-- Begin Source --

# Looking for a Bellanca C27 Airplane model



## LIS FAN 4ever (Jan 18, 2009)

Any one have any idea where I can find this aircraft?

Bellanca C27 - very similiar to the plane used in the Clutch Cargo cartoon in the late 50s early 60s....

Also any aircraft model makers out there wanting to make this model?

Send me a private message - Its a gift for my uncle and I have sometime before I give it to him!

Thanks Gary


----------



## djnick66 (May 2, 2008)

There are no plastic or resin kits of it. About 70 years ago Comet made a tissue and wood kit of one. You can still get the plans (I think I have them from one of the online plan pages). Cleveland may offer a plan also. Basically you will have to get a plan and scratch build one.


----------



## Pete McKay (Dec 20, 2006)

Auction #453

http://www.livebidonline.com/catalogues/common/catalogue.php?pagecode=4TANS&eventid=362

That's about it in 15 minutes or so of searching.


----------



## Ian Anderson (Jan 24, 2011)

LIS FAN 4ever said:


> Any one have any idea where I can find this aircraft?
> 
> Bellanca C27 - very similiar to the plane used in the Clutch Cargo cartoon in the late 50s early 60s....

-- End Source --
-- Begin Record list --

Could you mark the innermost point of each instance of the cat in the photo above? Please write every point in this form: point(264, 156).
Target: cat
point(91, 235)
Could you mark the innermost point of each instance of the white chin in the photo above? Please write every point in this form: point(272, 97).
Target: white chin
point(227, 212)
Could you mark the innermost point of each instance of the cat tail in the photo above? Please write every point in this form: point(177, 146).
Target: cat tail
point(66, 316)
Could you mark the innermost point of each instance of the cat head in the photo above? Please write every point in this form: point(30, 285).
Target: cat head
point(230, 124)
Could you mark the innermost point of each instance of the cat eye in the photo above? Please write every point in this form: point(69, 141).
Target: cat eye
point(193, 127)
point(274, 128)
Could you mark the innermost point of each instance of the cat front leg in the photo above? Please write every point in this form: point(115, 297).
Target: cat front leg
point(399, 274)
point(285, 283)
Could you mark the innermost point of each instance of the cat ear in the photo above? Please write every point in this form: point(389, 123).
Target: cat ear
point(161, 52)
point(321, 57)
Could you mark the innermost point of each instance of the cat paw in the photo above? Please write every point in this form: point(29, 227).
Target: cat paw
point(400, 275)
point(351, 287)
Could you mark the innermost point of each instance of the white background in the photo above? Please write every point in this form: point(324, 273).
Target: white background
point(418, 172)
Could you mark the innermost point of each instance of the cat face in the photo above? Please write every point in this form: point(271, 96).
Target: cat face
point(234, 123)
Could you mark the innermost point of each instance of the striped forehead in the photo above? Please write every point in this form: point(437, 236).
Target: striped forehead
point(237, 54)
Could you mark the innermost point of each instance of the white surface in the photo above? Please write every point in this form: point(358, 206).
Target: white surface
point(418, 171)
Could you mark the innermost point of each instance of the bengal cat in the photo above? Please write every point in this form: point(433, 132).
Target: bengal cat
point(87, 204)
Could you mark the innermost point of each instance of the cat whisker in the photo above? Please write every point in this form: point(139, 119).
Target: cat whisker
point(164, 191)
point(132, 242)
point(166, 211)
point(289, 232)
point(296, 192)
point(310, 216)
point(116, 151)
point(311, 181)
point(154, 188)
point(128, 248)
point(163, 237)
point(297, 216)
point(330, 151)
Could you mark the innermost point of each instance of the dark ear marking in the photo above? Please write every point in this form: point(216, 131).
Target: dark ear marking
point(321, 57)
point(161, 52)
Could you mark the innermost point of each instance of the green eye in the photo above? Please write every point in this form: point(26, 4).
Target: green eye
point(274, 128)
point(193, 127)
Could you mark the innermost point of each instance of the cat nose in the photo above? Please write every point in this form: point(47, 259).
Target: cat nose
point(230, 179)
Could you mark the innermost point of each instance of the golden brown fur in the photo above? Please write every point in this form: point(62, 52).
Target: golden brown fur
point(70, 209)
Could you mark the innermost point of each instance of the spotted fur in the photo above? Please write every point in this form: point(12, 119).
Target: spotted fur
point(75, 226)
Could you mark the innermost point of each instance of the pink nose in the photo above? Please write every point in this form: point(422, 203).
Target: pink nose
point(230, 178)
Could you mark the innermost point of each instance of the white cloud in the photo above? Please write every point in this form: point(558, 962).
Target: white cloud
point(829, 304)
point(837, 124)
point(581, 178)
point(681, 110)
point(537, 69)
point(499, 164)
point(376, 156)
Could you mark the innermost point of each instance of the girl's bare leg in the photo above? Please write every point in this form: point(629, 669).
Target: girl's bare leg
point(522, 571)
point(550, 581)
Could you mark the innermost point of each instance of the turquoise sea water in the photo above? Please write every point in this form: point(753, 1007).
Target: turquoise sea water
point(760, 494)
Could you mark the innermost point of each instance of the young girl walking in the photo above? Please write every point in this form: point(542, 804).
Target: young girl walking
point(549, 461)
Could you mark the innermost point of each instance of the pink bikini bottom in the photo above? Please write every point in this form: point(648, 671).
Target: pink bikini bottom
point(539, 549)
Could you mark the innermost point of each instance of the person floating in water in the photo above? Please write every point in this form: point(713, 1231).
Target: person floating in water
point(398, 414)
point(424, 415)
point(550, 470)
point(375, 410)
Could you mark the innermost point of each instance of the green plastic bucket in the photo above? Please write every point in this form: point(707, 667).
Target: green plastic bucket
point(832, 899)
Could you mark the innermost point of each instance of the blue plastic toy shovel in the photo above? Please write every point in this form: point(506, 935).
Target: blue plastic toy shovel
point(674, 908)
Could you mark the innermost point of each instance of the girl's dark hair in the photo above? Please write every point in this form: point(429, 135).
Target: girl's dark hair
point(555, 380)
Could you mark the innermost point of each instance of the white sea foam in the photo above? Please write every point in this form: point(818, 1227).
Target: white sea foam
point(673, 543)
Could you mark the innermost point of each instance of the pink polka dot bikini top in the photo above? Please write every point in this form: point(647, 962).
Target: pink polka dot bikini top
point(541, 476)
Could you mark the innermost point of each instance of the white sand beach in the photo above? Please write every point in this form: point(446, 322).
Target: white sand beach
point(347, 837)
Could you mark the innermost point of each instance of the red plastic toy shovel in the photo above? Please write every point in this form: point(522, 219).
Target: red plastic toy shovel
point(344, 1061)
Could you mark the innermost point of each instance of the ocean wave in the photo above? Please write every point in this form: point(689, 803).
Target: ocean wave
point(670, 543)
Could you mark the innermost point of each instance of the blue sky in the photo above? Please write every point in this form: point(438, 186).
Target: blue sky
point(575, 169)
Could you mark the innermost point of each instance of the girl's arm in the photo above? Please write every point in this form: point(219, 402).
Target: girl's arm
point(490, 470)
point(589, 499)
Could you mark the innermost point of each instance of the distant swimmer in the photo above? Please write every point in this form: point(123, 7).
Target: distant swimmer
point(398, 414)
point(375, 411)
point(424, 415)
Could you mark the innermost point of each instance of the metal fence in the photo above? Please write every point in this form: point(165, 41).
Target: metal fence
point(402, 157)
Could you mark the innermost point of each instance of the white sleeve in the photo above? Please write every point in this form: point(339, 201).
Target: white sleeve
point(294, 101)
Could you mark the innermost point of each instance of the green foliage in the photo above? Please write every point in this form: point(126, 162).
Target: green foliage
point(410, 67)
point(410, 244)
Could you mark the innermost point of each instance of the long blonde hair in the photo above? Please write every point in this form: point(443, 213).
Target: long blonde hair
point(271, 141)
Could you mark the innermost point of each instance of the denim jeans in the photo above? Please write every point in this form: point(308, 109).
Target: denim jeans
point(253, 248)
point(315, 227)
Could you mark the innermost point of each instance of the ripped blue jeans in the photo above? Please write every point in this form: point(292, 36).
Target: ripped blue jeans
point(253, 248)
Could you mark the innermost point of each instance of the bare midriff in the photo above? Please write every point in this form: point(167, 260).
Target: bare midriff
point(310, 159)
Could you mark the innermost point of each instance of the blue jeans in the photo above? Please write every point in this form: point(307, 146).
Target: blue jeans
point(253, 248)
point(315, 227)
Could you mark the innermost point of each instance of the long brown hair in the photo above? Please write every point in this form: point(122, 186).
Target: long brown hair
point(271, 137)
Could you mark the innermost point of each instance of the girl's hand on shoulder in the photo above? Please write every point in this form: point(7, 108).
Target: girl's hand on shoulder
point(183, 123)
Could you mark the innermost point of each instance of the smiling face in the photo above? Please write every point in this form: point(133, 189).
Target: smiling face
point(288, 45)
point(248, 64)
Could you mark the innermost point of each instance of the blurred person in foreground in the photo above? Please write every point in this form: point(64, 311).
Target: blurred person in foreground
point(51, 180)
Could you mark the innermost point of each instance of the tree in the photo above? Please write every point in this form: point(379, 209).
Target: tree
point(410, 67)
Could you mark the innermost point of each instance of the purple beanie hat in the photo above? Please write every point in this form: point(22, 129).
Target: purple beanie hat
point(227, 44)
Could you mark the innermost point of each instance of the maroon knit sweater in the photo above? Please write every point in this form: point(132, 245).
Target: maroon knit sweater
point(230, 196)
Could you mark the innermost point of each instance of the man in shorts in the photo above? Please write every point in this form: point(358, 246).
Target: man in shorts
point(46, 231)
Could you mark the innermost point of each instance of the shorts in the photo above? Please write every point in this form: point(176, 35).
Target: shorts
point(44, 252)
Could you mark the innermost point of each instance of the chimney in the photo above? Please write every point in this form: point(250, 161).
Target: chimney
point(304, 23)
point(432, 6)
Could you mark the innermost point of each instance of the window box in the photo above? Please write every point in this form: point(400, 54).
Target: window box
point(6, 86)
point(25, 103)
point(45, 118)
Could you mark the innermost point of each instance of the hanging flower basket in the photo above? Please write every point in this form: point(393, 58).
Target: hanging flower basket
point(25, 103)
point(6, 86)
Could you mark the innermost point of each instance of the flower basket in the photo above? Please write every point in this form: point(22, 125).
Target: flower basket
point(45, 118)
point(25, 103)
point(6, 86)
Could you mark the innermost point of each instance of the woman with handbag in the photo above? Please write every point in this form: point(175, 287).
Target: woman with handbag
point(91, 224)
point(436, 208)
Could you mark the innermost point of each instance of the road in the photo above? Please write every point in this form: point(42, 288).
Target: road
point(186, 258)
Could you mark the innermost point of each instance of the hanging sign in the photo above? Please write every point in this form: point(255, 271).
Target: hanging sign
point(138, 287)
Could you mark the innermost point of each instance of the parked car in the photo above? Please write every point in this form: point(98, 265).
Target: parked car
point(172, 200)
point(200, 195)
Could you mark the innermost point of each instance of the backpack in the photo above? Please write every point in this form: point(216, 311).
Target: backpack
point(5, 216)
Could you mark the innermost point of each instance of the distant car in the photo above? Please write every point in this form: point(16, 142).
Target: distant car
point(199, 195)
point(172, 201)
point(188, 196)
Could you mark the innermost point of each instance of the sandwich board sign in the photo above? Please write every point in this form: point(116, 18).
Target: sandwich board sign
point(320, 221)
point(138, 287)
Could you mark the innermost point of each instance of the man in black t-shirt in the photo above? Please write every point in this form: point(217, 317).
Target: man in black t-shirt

-- End Record list --

Given problem: Decide whether each statement agrees with the Bellanca C27 thread. Answer yes or no and quote the words of the thread that settle it. 1. Plastic kits of the Bellanca C27 can be bought. 2. Comet once produced a tissue and wood kit of the plane. 3. The model is meant as a gift for the first poster's uncle. The rows have nothing to do with the thread about the Bellanca C27.

Response:
1. No: "There are no plastic or resin kits of it."
2. Yes: "About 70 years ago Comet made a tissue and wood kit of one."
3. Yes: "Its a gift for my uncle"